> _GIVEN TASK_: Only the lines from the one containing "If you could place a marker on the wrist" to the end of the entries should be written out, each exactly as it stands, both ends included.

> _LISTED RECORDS_:
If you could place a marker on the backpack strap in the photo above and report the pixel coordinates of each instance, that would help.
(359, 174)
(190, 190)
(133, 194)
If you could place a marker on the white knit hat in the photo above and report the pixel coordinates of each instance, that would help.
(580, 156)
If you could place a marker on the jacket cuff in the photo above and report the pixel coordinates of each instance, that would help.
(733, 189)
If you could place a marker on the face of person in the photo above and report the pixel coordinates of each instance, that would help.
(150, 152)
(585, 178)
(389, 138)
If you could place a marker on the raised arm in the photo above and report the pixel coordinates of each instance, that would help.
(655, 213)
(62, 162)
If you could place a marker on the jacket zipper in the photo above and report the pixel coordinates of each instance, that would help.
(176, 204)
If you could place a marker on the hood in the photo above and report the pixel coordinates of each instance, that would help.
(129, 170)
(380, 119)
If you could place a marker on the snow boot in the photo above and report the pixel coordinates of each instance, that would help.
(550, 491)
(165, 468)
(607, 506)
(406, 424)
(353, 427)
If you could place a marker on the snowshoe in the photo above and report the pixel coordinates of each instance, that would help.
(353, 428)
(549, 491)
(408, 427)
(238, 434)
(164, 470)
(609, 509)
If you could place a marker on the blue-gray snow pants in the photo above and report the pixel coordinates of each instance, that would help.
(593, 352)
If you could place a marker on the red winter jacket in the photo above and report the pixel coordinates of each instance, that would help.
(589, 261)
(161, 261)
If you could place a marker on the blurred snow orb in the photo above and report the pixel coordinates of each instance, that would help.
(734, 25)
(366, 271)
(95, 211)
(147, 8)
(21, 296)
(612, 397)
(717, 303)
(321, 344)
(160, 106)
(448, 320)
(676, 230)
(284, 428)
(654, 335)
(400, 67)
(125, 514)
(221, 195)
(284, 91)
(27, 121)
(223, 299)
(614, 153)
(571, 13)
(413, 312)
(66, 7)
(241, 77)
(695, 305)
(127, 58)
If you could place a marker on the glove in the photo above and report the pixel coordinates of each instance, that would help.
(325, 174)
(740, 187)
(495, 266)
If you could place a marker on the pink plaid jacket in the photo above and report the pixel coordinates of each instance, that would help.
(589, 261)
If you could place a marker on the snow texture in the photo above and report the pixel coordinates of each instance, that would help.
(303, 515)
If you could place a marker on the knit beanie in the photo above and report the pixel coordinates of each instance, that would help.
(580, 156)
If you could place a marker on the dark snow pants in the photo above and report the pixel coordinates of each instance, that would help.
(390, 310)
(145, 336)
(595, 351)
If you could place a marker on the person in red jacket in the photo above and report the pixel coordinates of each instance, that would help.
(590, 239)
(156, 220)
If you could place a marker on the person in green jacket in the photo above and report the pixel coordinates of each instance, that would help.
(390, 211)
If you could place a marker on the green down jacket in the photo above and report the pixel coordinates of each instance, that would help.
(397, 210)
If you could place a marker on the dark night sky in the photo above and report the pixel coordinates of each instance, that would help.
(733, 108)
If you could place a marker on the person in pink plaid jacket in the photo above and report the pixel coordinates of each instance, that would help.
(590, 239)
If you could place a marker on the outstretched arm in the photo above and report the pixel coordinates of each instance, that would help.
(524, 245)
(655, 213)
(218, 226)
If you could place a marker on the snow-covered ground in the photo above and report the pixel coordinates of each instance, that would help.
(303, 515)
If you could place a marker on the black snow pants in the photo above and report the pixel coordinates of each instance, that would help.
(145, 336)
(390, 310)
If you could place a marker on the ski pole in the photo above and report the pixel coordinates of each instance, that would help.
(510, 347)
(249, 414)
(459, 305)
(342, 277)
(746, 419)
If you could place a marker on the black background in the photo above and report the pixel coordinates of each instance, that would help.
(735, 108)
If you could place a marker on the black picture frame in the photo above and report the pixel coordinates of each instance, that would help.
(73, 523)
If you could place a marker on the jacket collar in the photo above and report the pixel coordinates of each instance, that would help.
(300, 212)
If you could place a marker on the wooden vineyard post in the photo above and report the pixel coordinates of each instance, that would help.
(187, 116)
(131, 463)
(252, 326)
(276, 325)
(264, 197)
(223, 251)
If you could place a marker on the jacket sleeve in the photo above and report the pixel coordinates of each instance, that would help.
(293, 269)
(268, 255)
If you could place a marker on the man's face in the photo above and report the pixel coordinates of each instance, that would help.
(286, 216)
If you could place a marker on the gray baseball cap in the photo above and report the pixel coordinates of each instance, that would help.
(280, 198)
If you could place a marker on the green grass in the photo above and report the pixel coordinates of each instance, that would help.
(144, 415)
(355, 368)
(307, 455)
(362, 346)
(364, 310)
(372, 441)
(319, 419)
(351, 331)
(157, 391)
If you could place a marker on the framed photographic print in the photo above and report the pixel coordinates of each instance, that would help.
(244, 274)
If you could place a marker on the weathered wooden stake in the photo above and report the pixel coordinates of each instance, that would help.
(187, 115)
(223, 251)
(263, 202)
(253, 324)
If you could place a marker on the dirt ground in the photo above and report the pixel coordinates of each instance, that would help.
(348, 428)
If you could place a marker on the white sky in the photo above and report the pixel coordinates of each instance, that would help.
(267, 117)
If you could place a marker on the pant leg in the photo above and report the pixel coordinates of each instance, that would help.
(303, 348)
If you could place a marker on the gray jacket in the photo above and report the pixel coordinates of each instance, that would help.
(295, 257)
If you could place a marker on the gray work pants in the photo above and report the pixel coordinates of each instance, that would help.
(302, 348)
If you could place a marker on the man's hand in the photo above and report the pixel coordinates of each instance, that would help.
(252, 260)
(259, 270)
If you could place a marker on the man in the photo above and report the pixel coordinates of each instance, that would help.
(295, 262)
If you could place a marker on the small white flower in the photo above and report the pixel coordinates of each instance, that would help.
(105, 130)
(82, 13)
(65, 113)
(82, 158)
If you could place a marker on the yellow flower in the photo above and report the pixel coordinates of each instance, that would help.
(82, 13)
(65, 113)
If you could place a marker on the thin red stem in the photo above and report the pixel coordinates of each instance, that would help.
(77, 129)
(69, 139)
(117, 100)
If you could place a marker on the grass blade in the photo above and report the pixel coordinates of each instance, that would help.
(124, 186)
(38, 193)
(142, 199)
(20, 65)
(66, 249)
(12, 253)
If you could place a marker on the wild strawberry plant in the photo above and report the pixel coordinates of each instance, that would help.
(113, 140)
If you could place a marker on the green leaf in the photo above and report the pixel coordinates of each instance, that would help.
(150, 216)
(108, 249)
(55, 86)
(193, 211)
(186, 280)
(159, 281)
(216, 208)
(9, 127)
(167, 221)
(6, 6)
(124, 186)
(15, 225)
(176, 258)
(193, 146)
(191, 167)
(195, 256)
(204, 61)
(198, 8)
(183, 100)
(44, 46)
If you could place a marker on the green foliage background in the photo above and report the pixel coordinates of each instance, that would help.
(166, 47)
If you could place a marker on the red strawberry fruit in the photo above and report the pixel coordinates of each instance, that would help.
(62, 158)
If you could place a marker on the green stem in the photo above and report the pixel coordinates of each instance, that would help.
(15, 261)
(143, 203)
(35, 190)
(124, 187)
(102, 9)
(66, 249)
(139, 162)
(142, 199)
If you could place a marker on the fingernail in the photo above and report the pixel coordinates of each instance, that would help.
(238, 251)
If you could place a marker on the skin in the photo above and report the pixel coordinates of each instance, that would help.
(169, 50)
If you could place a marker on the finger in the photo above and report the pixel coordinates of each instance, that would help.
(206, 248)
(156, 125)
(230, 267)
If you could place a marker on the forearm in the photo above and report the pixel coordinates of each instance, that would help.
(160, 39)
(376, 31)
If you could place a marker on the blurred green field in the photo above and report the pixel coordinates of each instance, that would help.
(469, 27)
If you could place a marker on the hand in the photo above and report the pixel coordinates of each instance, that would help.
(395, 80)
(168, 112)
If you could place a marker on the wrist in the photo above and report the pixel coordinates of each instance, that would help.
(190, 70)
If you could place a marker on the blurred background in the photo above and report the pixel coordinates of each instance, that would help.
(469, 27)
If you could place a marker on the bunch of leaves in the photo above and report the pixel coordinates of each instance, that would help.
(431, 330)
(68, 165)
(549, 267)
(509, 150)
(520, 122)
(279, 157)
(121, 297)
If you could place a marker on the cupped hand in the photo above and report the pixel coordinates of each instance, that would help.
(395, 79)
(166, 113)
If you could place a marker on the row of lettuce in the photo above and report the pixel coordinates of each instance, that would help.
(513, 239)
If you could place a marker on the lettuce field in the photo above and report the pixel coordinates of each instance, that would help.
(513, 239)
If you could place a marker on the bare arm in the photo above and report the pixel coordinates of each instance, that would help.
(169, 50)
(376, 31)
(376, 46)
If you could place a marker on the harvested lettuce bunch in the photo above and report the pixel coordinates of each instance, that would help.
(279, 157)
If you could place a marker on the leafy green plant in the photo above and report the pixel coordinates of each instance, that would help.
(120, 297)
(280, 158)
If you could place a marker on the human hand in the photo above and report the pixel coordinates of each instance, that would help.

> _FULL SOLUTION_:
If you could place a marker on the wrist in the photo above and report the pixel coordinates of each instance, that would help.
(190, 70)
If you could place a marker on the blurred background in the photo above and report the pixel coordinates of each instance, that would help.
(469, 27)
If you could place a marker on the bunch of leaves in the photo above and report the pixel coordinates of each instance, that would help.
(431, 330)
(68, 165)
(549, 267)
(509, 150)
(520, 122)
(279, 157)
(121, 297)
If you could place a marker on the cupped hand in the photo above and report the pixel coordinates of each instance, that would help.
(395, 79)
(166, 113)
If you could place a marker on the row of lettuce in the photo above and report the pixel coordinates of each instance, that would help.
(513, 239)
If you could place a marker on the lettuce field in the photo above and report the pixel coordinates of each instance, that would help.
(513, 239)
If you could place a marker on the bare arm in the photo above and report the pixel coordinates of each instance, that would help.
(169, 50)
(376, 31)
(376, 46)
If you could place a marker on the harvested lettuce bunch in the photo above and report the pixel coordinates of each instance, that would help.
(279, 157)
If you could place a marker on the leafy green plant in the photo above and report the pixel coordinates of each instance, that would help.
(120, 297)
(280, 158)
If you could place a marker on the human hand in the photo above and report the pixel coordinates of each instance, that would help.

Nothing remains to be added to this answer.